### Directions
• A. In the commentary on the Afghanistan War, what percentage of those surveyed in Newsweek's latest poll disapprove of President Obama's handling of the war?
• B. Pick up the commentary on the Afghanistan War after its final bullet point and continue it for a paragraph or two.

### Quoted text

____________________

Rethink Afghanistan Part Six Graphic

This week’s Newsweek cover leads with the title, “Rethinking Afghanistan” and features an essay from Richard Haass at the Council on Foreign Relations, warning that the war isn’t worth the cost and the current policy isn’t working. It’s gratifying to see the message that Brave New Foundation’s Rethink Afghanistan campaign has pushed for a year on the front pages of such a mainstream publication. To Haas and the Newsweek team: we’re glad to have you with us.

Newsweek’s cover is just the latest sign that opposition to this brutal, costly war is now the norm, and American policy-makers had better take notice. Public opposition for to this war has exploded.

According to Newsweek’s latest poll, 53 percent of those surveyed disapprove of the way President Obama is handling the Afghanistan War, and only 37 percent approve.

Bloomberg’s latest poll found that:

  • 60 percent want to “stick to the plan to start withdrawal of forces in July of next year, even if the country is still as unstable as it is today.” Only 37 percent are “open to keeping the current number of forces in Afghanistan–or even adding more–if the country is still unstable in July of next year.”

____________________

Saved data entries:
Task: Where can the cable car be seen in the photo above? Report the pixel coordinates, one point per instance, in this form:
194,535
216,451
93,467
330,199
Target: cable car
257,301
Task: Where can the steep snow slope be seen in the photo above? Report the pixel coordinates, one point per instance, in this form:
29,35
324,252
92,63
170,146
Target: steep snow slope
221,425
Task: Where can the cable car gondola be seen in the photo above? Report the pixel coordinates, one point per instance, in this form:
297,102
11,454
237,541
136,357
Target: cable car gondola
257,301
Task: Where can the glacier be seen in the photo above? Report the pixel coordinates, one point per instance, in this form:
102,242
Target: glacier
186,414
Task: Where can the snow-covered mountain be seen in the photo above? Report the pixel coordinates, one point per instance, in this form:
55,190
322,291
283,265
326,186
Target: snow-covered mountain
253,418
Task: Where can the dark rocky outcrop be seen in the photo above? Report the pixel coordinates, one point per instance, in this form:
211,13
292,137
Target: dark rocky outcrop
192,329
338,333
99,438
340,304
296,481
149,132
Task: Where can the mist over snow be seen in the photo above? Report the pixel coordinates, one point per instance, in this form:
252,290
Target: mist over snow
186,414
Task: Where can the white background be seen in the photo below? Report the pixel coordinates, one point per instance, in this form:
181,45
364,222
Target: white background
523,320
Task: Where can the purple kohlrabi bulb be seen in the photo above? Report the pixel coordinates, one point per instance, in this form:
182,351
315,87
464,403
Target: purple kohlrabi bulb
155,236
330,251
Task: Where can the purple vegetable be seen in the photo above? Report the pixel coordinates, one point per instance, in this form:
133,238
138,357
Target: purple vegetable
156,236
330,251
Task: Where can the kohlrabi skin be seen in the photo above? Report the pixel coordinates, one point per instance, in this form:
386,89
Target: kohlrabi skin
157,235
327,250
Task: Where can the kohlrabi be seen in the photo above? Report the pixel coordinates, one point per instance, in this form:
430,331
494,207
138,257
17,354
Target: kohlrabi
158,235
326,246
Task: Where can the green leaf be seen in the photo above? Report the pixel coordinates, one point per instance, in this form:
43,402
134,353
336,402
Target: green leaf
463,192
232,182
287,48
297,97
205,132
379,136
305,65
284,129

____________________

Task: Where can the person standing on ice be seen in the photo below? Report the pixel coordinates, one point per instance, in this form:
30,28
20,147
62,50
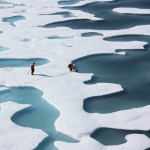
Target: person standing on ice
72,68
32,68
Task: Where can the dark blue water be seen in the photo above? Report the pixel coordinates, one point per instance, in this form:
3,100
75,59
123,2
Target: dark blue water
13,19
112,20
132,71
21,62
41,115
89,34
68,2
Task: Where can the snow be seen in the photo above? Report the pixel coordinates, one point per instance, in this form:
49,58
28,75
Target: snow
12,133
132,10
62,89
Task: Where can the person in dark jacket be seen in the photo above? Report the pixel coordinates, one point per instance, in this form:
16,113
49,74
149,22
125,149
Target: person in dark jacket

____________________

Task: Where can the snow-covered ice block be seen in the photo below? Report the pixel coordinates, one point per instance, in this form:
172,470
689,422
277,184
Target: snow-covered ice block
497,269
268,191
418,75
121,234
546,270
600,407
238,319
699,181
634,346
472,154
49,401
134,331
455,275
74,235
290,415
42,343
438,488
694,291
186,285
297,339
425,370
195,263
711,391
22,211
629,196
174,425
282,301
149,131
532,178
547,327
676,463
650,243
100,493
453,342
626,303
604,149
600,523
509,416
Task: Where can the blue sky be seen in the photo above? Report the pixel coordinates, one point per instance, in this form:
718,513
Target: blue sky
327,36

____________________

### Answers in order
• A. 53 percent

• B.
  • A whopping 58 percent of those surveyed think the war is a lost cause, compared to 36 percent who think that winning is even a possibility.

And finally, Pew Research/National Journal Congressional Connection’s poll on July 8-11 found that a whopping 42 percent of people surveyed want to remove troops ASAP, up ten points since February.

But politics aside, our elected officials should end this war for the most basic of reasons: it’s a brutal policy that’s not working and that’s not worth the costs. It’s not worth the life of one more American troop or one more Afghan civilian. As Dr. Martin Luther King, Jr. once noted about an earlier counterinsurgency in someone else’s country: “The great initiative in this war is ours. The initiative to stop it must be ours.”